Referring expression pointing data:
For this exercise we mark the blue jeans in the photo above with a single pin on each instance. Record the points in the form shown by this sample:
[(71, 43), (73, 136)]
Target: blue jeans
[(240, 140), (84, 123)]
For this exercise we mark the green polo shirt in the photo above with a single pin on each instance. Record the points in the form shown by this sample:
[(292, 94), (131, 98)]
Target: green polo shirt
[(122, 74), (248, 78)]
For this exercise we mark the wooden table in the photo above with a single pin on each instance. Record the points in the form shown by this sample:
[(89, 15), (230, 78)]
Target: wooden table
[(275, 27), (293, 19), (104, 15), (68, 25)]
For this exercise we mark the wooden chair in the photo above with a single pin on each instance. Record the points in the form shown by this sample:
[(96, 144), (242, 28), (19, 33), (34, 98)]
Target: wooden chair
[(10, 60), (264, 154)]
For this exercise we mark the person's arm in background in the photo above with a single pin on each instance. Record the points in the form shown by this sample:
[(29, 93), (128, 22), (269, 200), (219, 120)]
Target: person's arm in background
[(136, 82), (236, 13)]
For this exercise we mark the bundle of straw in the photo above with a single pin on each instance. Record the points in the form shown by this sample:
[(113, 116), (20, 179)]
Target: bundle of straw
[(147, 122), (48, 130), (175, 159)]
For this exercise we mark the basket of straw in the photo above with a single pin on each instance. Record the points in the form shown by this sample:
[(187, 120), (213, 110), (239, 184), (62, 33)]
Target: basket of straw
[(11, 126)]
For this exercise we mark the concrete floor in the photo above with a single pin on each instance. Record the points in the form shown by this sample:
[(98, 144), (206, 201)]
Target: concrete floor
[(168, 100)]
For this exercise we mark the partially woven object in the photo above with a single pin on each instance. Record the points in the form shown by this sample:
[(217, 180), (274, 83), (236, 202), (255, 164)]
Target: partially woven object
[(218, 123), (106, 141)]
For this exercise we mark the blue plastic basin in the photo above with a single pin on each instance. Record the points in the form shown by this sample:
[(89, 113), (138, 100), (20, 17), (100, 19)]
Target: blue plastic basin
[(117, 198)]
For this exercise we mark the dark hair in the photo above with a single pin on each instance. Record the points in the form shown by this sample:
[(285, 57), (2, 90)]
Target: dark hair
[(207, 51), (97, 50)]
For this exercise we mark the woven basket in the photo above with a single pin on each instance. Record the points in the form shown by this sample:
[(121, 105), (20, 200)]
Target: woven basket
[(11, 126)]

**WORK INSTRUCTION**
The data above needs to be retyped in full, exactly as given.

**TASK SOLUTION**
For this exercise we mark the blue jeans in the photo above with a single pin on each instance. Record the points in the form shown by this sample:
[(71, 43), (73, 136)]
Target: blue jeans
[(240, 140), (84, 123)]
For this exercise we mark the green polo shirt in the photo above with a single pin on each instance. Record the points in the form shown by this sample:
[(292, 94), (131, 98)]
Target: green polo shirt
[(122, 74), (248, 78)]
For this exercise we mark the wooden table in the photo above with a single pin on each instance. Record the points in the form shown by this sample:
[(89, 15), (230, 78)]
Target: wooden table
[(275, 27), (293, 19), (104, 15), (68, 25)]
For this exercise we mark the wooden chair in the photo above with a single pin on each instance. Record the points in the form shown by this sample:
[(96, 144), (242, 28), (19, 33), (34, 98)]
Target: wooden chair
[(10, 60), (264, 154)]
For this exercise we mark the person's arm in background in the photo above with a single pin on each instance. Record the points in the form shown by this sample:
[(29, 93), (128, 22), (269, 200), (219, 120)]
Target: person's arm in background
[(136, 82), (236, 13)]
For this exercise we mark the bundle of straw in the photo above with a single pin on each instance. Record the points in the form shown by this sample:
[(113, 116), (20, 179)]
Target: bundle of straw
[(147, 122), (48, 130), (175, 159)]
For this exercise we mark the basket of straw in the photo above with a single pin on each instance. Record the points in the form shown by this sample:
[(187, 120), (213, 110), (239, 184), (62, 33)]
Target: basket of straw
[(11, 126)]
For this exercise we mark the concrete floor in the photo above with a single pin on each instance. Record the points in the form shown by this sample:
[(98, 144), (206, 201)]
Target: concrete floor
[(168, 100)]
For this exercise we mark the partially woven object in the photo above with a single pin on each instance. Record the points in the form shown by this sample:
[(217, 180), (274, 83), (236, 202), (255, 164)]
Target: partially woven object
[(218, 123), (106, 141)]
For this exercise we mark the blue plastic basin in the photo above with a single pin on each instance. Record the points in the form shown by this sample:
[(89, 113), (138, 100), (20, 17), (100, 19)]
Target: blue plastic basin
[(117, 198)]
For this exercise we mark the dark hair in the photo above with a single pin on each instance. Record the points in the form shown by this sample:
[(285, 57), (2, 90)]
Target: dark hair
[(207, 51), (97, 50)]
For this exercise we mark the woven basket in the photo above with a single pin on each instance. Record the points in the form shown by this sample:
[(121, 105), (20, 200)]
Target: woven basket
[(11, 126)]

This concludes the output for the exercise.